* _Aim of the task_: Please restate the listing word for word, omitting the images.

BEGIN

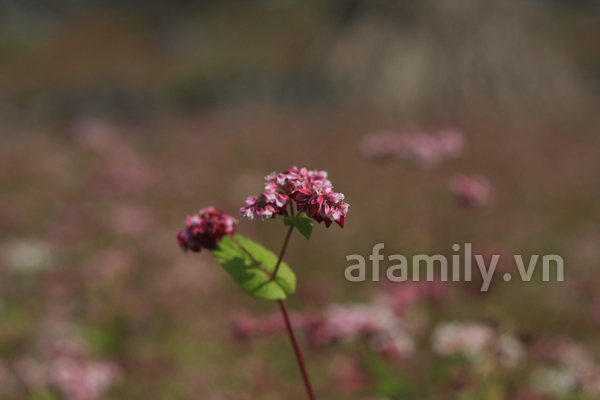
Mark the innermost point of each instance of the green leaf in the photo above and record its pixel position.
(302, 222)
(248, 274)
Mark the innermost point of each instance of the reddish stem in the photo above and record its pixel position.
(309, 390)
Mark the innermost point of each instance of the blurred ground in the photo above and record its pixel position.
(118, 121)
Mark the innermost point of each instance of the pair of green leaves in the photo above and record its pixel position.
(252, 266)
(302, 222)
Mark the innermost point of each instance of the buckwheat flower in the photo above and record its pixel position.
(471, 191)
(318, 200)
(267, 205)
(205, 229)
(284, 181)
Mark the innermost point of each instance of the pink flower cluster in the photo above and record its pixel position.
(385, 329)
(205, 229)
(425, 150)
(471, 191)
(310, 190)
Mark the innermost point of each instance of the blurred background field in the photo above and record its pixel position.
(118, 119)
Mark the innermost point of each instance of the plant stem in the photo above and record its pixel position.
(271, 277)
(309, 390)
(285, 243)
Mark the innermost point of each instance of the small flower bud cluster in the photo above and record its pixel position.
(310, 190)
(205, 229)
(425, 150)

END

* _Answer to this exercise_:
Mark the innermost point of each instance of the green leaf in the photo above and record its pixel position.
(302, 222)
(248, 274)
Mark the innermost point of each instance of the reddish stem in the photo above and record its pixel position.
(309, 390)
Mark the innermost point of each instance of the blurred ground in the photo above and record its pixel position.
(118, 121)
Mark the innermost point of each instance of the pair of green leaves in the photo above and record its pixel position.
(252, 266)
(302, 222)
Mark the innermost point of each instance of the buckwheat flower in the photo above and record its pixel position.
(471, 191)
(318, 200)
(267, 205)
(205, 229)
(284, 181)
Mark the innermost point of each instance of the pink flower cluster in the photo above and record its pixel position.
(385, 329)
(205, 229)
(425, 150)
(471, 191)
(310, 190)
Mark the innermost point of each instance of the blurred background field in the photo above and record its pixel position.
(118, 119)
Mark the innermost point of each instance of the plant stem in the photo above and record its pixel position.
(271, 277)
(309, 390)
(285, 243)
Mark the innermost point of each instance of the small flower bud cluster in the photo above and record its pixel position.
(310, 190)
(205, 229)
(425, 150)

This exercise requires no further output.